TEXT BLOCK START

It tastes like chocolate (without the caffeine!), it appears in several important Biblical tales and the weight of its seeds provided the basis for measuring the relative purity of objects made from gold (the carat). Often called the locust tree, carob’s edible pod is often referred to as St. John’s bread. John the Baptist spent much time in the wilderness, living on “locusts and honey” (Matthew 3:4). Just as “locust” most certainly meant carob rather than the insect, “honey” probably referred to the juice from crushed dates. Carob flour and dates were used to make bread that was naturally-sweetened with a hint of chocolate.
What does it do?
A nutritional powerhouse, carob provides vitamins A, B (B1, B2, B3 and B6) and D, plus calcium, iron, potassium, magnesium, manganese and selenium. High in antioxidants, carob helps slow the aging process by repairing damage caused by free radical molecules. A report published in 2011 discusses the power of carob germ powder to target and destroy specific cervical cancer cells. In another study individuals who consumed 4 grams of carob fiber daily for four weeks lowered their total and low-density lipoprotein cholesterol levels. Carob leaves offer antibacterial substances capable of fighting the bacterium responsible for the food-poisoning disease, listeriosis.

TEXT BLOCK END
RECORD EXTRACTS START

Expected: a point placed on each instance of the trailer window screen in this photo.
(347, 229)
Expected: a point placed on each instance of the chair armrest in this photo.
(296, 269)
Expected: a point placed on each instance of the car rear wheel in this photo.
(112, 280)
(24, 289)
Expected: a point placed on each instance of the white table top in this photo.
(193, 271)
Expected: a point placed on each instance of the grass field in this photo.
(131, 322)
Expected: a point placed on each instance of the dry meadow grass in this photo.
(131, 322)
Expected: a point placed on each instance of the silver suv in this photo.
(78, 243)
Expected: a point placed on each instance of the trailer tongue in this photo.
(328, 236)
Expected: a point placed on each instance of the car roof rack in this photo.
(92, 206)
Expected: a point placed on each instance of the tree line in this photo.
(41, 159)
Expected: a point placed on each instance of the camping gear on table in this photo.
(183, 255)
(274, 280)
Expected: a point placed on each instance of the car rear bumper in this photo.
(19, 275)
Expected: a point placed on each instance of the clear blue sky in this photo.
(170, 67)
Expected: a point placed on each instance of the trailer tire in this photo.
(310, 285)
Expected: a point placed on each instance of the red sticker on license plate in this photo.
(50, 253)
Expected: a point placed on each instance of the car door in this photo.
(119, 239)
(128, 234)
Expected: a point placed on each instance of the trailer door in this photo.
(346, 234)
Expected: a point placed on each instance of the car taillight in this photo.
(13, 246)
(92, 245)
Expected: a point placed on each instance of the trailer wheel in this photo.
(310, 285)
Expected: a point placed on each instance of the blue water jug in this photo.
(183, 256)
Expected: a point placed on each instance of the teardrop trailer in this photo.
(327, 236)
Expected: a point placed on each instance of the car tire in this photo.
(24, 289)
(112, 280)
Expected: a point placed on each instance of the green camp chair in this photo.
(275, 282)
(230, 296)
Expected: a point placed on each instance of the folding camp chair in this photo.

RECORD EXTRACTS END

TASK REQUIREMENTS: Please copy the carob text word for word, from "It tastes like" to "does it do?", including both.

EXPECTED ANSWER:
It tastes like chocolate (without the caffeine!), it appears in several important Biblical tales and the weight of its seeds provided the basis for measuring the relative purity of objects made from gold (the carat). Often called the locust tree, carob’s edible pod is often referred to as St. John’s bread. John the Baptist spent much time in the wilderness, living on “locusts and honey” (Matthew 3:4). Just as “locust” most certainly meant carob rather than the insect, “honey” probably referred to the juice from crushed dates. Carob flour and dates were used to make bread that was naturally-sweetened with a hint of chocolate.
What does it do?